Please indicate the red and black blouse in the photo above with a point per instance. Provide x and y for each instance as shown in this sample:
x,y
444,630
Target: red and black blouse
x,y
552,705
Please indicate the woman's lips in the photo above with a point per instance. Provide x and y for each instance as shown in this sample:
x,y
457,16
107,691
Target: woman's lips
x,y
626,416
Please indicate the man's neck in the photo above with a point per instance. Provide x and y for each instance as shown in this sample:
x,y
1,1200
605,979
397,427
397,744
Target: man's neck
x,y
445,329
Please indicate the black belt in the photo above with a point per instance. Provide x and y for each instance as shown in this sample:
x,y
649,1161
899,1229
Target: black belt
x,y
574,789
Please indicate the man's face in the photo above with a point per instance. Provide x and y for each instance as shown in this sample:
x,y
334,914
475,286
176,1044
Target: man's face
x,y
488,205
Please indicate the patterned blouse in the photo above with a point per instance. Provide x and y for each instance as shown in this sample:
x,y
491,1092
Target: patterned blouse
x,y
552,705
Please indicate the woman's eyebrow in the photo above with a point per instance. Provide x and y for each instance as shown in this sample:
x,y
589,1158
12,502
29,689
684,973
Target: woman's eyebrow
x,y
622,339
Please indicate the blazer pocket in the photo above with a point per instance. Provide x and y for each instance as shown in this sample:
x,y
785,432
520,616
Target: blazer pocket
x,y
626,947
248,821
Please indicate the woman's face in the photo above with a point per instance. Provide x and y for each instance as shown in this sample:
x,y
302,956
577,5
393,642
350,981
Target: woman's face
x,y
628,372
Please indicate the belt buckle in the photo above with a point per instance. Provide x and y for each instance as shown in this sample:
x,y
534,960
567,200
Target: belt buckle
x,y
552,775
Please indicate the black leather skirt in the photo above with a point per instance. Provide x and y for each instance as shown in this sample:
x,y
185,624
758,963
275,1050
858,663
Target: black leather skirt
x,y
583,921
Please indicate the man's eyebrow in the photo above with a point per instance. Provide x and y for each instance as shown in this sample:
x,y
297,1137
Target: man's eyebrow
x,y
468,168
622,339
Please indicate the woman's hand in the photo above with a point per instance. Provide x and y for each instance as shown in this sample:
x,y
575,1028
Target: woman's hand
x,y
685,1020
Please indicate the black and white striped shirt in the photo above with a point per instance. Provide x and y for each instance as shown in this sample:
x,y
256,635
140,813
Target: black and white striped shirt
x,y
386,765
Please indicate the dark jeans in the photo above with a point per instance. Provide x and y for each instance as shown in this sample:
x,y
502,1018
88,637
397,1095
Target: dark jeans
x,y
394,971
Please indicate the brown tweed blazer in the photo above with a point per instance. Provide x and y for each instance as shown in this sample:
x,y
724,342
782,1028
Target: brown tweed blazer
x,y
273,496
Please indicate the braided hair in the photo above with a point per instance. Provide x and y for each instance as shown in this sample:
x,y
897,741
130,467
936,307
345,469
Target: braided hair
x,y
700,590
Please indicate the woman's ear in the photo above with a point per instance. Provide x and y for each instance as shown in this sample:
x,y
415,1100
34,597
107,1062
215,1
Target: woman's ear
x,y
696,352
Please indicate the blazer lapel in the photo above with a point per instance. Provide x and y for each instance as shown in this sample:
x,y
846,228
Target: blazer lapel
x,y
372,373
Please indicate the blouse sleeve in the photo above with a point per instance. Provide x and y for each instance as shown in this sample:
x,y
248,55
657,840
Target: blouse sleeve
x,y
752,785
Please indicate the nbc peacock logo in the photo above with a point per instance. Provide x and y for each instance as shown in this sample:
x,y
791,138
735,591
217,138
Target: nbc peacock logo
•••••
Exercise objective
Whatever the number of entries above, each one is to be copied exactly.

Response area
Please indicate the red and black blouse in the photo above with a point per instance. Provide x and y for each instance as shown in this sample:
x,y
444,630
Target: red and black blouse
x,y
552,705
Please indicate the woman's lips in the photo above with a point per instance. Provide x and y for each instance as shown in this sample:
x,y
457,16
107,691
Target: woman's lips
x,y
626,416
Please indicate the man's neck in the photo above with a point per instance. Provide x and y for each instance as shown in this sample:
x,y
1,1200
605,979
397,427
397,744
Target: man's neck
x,y
445,329
Please indicate the black belt in the photo above with a point per instance. Provide x and y for each instance as shown in this sample:
x,y
649,1161
899,1229
Target: black belt
x,y
574,789
Please indicate the man's face in the photo above with a point per instance. Provide x and y for each instance as shown in this sample:
x,y
334,914
475,286
176,1044
Target: man's face
x,y
488,205
Please indicate the patterned blouse in the photo above with a point per instance. Provide x and y for each instance as shown in this sample:
x,y
491,1092
Target: patterned blouse
x,y
552,705
Please indicate the woman's eyebrow in the photo above with a point per instance. Provide x and y for each instance as shown in this sample:
x,y
589,1158
12,502
29,689
684,973
Target: woman's eyebrow
x,y
622,339
Please indicate the blazer pocket in the photo above with a point per instance. Provide x and y for each instance as shown in this sample:
x,y
785,432
520,616
Target: blazer pocket
x,y
626,947
248,821
Please indicate the woman's face in the photo above with a point per instance. Provide x and y for each instance as shown in this sample:
x,y
302,956
577,5
393,642
350,981
Target: woman's face
x,y
628,372
Please indicate the belt buckle in the photo above with a point per instance. Provide x and y for each instance as shown in this sample:
x,y
534,960
567,200
Target: belt buckle
x,y
552,775
Please indicate the black leather skirt in the photo above with a point per instance. Provide x and y for each instance as shown in this sample:
x,y
185,624
758,963
275,1050
858,663
Target: black leather skirt
x,y
583,921
Please indicate the man's eyebrow in the photo above with a point per instance. Provide x and y for each instance as shown in this sample:
x,y
297,1137
Target: man's eyebrow
x,y
468,168
622,339
Please indicate the woman's hand in the photo above with a point per instance. Provide x and y for each instance as shown in this sample:
x,y
575,1028
Target: woman's hand
x,y
685,1020
Please indicate the black and white striped shirt in the photo above with a point per instance. Provide x and y for each instance as shown in this sample:
x,y
256,635
140,813
Target: black and white striped shirt
x,y
386,765
Please indicate the dark jeans in the photo above with a point per instance. Provide x and y for each instance as shown in this sample:
x,y
502,1018
88,637
397,1095
Target: dark jeans
x,y
394,971
Please indicate the brown tweed blazer in the photo above with a point per instance. Provide x and y for each instance as shown in this sample:
x,y
724,342
782,1028
Target: brown tweed blazer
x,y
273,496
Please indicate the braided hair in the photo above with a point per instance. Provide x and y for each instance as shown in this sample:
x,y
897,741
130,467
936,307
345,469
Target: braided hair
x,y
700,590
Please indicate the woman's ear in the photo above with a point per instance. Provide x and y for each instance as shown in this sample:
x,y
415,1100
34,597
107,1062
215,1
Target: woman's ear
x,y
696,352
Please indicate the blazer lapel in the photo above with a point per instance. Provide x and y for each instance as shown in this sample:
x,y
846,228
Target: blazer lapel
x,y
372,373
Please indicate the blouse sleeve in the photo above with a point per instance. Provide x and y for each instance as shown in this sample:
x,y
248,55
657,840
Target: blouse sleeve
x,y
752,785
Please indicate the nbc peacock logo in the photo above with a point per instance. Provide x and y for each instance as shown in this sample:
x,y
791,138
735,591
217,138
Target: nbc peacock logo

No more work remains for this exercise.